----- Supplied data

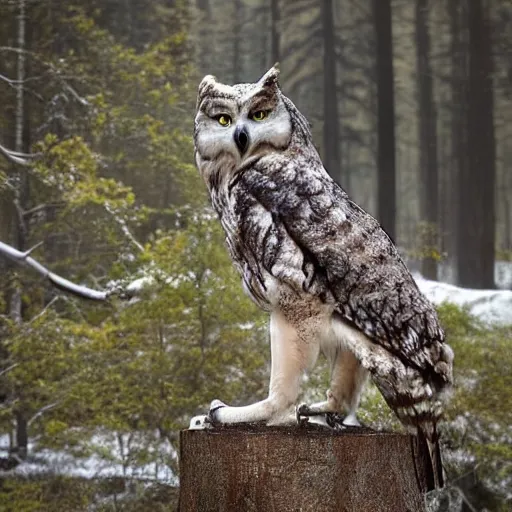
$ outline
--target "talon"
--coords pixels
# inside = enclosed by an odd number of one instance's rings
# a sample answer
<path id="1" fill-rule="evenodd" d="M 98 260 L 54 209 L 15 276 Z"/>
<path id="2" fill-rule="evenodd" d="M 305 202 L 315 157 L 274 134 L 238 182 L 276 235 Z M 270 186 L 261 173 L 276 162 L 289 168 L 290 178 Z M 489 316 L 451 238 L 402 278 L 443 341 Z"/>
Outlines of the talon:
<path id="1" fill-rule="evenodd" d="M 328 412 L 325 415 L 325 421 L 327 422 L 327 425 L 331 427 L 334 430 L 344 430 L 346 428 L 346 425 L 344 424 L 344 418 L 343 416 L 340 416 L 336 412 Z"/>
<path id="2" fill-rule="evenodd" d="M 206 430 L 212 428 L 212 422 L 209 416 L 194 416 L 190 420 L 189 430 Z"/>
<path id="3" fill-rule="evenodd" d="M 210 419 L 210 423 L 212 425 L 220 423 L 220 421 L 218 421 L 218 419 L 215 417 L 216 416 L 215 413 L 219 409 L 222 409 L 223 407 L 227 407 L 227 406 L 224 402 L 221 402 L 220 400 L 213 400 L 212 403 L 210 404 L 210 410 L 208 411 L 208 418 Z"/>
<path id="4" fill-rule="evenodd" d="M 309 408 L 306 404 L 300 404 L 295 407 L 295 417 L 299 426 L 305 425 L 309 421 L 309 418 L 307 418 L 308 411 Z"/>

----------

## Requirements:
Duplicate everything from the start of the lines down to the line containing "Outlines of the", including both ends. Leave the pictures out of your answer.

## Exercise solution:
$ outline
--target "talon"
--coords pixels
# inside = enclosed by an odd number of one instance's rings
# a sample answer
<path id="1" fill-rule="evenodd" d="M 98 260 L 54 209 L 15 276 Z"/>
<path id="2" fill-rule="evenodd" d="M 305 202 L 315 157 L 274 134 L 238 182 L 276 235 Z M 270 186 L 261 173 L 276 162 L 289 168 L 290 178 Z M 489 316 L 451 238 L 402 278 L 443 341 Z"/>
Outlines of the talon:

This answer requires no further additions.